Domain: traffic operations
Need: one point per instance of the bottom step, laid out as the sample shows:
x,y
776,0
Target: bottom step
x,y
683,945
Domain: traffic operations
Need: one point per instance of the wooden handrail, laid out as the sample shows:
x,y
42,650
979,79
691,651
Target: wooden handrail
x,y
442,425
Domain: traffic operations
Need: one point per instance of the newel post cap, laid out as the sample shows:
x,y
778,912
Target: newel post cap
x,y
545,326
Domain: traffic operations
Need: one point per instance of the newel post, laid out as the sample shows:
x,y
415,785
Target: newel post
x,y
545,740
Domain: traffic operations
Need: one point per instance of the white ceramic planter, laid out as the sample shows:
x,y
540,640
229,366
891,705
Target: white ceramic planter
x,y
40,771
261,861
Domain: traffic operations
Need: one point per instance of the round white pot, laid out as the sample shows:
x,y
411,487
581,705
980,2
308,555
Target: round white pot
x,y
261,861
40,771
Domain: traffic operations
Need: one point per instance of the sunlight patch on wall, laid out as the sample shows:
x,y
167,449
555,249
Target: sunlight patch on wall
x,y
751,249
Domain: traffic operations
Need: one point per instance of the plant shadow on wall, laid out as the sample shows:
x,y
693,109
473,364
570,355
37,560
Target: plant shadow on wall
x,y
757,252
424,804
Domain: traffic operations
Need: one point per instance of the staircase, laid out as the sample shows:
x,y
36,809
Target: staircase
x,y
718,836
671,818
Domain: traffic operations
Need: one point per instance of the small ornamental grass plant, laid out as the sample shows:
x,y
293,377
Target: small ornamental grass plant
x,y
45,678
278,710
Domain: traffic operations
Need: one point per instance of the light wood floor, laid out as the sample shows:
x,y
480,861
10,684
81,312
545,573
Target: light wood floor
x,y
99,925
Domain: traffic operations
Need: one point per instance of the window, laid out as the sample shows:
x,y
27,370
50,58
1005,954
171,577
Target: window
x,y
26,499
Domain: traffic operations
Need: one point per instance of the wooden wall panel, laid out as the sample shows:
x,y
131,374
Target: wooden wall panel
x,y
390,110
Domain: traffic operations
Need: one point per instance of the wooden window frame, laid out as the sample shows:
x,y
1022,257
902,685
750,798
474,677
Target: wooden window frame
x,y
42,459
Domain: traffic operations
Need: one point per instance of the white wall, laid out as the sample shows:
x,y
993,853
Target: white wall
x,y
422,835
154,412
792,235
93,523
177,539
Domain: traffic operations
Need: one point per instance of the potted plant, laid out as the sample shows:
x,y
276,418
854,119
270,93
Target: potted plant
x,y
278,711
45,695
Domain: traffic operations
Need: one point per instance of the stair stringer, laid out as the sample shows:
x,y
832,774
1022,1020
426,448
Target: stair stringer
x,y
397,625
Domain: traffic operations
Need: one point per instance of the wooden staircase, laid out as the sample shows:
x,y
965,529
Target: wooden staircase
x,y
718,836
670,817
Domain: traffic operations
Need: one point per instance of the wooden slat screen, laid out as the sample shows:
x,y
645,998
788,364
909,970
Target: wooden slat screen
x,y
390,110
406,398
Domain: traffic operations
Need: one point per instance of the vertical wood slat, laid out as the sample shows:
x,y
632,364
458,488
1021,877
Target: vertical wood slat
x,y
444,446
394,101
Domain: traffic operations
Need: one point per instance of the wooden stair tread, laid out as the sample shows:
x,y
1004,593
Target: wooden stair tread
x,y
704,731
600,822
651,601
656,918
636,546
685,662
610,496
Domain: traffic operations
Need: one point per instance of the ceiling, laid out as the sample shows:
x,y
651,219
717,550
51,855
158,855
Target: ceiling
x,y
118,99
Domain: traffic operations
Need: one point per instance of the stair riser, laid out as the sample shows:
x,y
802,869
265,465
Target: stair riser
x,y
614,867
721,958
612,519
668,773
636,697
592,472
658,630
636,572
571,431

===

Recopy all the lines exactly as they appear.

Domain: traffic operations
Need: one point per instance of the bottom step, laid out as the sample shows:
x,y
776,0
Target: bottom step
x,y
683,945
Domain: traffic operations
Need: one point per instance of the wooden handrail, laid out as the sample shows:
x,y
42,650
979,79
691,651
Target: wooden handrail
x,y
442,425
Domain: traffic operations
Need: one point per instance of the newel post cap, laid out as the sample shows:
x,y
778,912
Target: newel post cap
x,y
545,326
Domain: traffic operations
Need: one point per instance of the newel post, laid out as the sample shows:
x,y
415,785
Target: newel post
x,y
545,740
Domain: traffic operations
Need: one point per instance of the white ceramic planter, laid out as the sample shows:
x,y
540,640
229,366
891,705
Target: white ceramic planter
x,y
40,771
261,861
Domain: traffic operations
Need: one point per instance of the round white pot, laid out as the sample shows:
x,y
411,487
581,705
980,2
308,555
Target: round white pot
x,y
261,861
40,771
Domain: traffic operations
Need: one point per instance of the sunlight patch on wall, laid out as the sample shows:
x,y
167,449
555,249
Target: sunlight patch on wall
x,y
751,249
Domain: traffic operations
Need: one point per instance of the plant shadow on wall, laid out as the sample shows:
x,y
693,109
473,364
570,355
37,560
Target: plant shadow on wall
x,y
757,252
424,804
Domain: traffic operations
Need: one point per instance of the staircase, laid out as the sample shows:
x,y
36,809
Target: staircase
x,y
718,836
671,818
Domain: traffic operations
Need: one point per instance of the small ornamental grass plant, laid out as the sample shows:
x,y
293,377
Target: small ornamental grass plant
x,y
45,678
278,710
Domain: traffic operations
Need: one point per instance of the light wood floor, laid out as the sample shows:
x,y
480,861
10,684
81,312
545,573
Target: light wood floor
x,y
99,925
Domain: traffic operations
Need: one point per instance of the window, laid out as the sample shows:
x,y
27,370
50,58
1005,954
171,577
Target: window
x,y
26,499
Domain: traffic operations
Need: one point per instance of the wooden wall panel, laid out as the sample shows:
x,y
131,374
Target: wooden wall panel
x,y
390,110
Domain: traffic operations
Need: one point per instance of the wooden window frame, laid out as the sample shows:
x,y
1022,257
902,685
750,798
474,677
Target: wooden window frame
x,y
42,459
Domain: traffic operations
Need: one point per instance of the white wall, laid out as the sample shows:
x,y
993,853
Target: white wall
x,y
422,835
154,412
792,235
93,523
177,539
Domain: traffic operations
Need: one point per instance of the potted plant, laid out as the sample shows:
x,y
276,418
854,119
270,93
Target: potted plant
x,y
278,711
45,695
Domain: traffic operations
Need: one point per instance of the stair stringer, laid out as the sample shows:
x,y
832,774
1022,1020
426,448
Target: stair stringer
x,y
397,625
Domain: traffic operations
Need: one point per instance of the wooden staircase, laid out as the sample shows:
x,y
965,529
Target: wooden staircase
x,y
718,836
670,817
Domain: traffic operations
Need: one point per instance of the wooden slat screen, laid out as the sample shows:
x,y
645,998
788,364
909,970
Target: wooden slat screen
x,y
390,110
406,398
Domain: traffic operations
Need: one point per instance of the vertical wood slat, laid out as the sample shows:
x,y
632,364
458,488
1021,877
Target: vertical wood slat
x,y
444,446
394,101
Domain: traffic operations
Need: one point per instance of the wooden stair tread, laid out as the sample shows:
x,y
1004,593
Target: wooden stair tread
x,y
704,731
600,822
651,601
656,918
636,546
685,662
610,496
Domain: traffic operations
Need: one point per instance of the ceiling, laid out as the sample shows:
x,y
651,219
717,550
51,855
158,855
Target: ceiling
x,y
118,99
Domain: traffic operations
Need: one point per instance of the stair riser, laid out as the sample shows:
x,y
802,869
265,465
Target: stair riser
x,y
614,867
721,958
612,519
668,773
636,697
592,472
658,630
636,572
571,431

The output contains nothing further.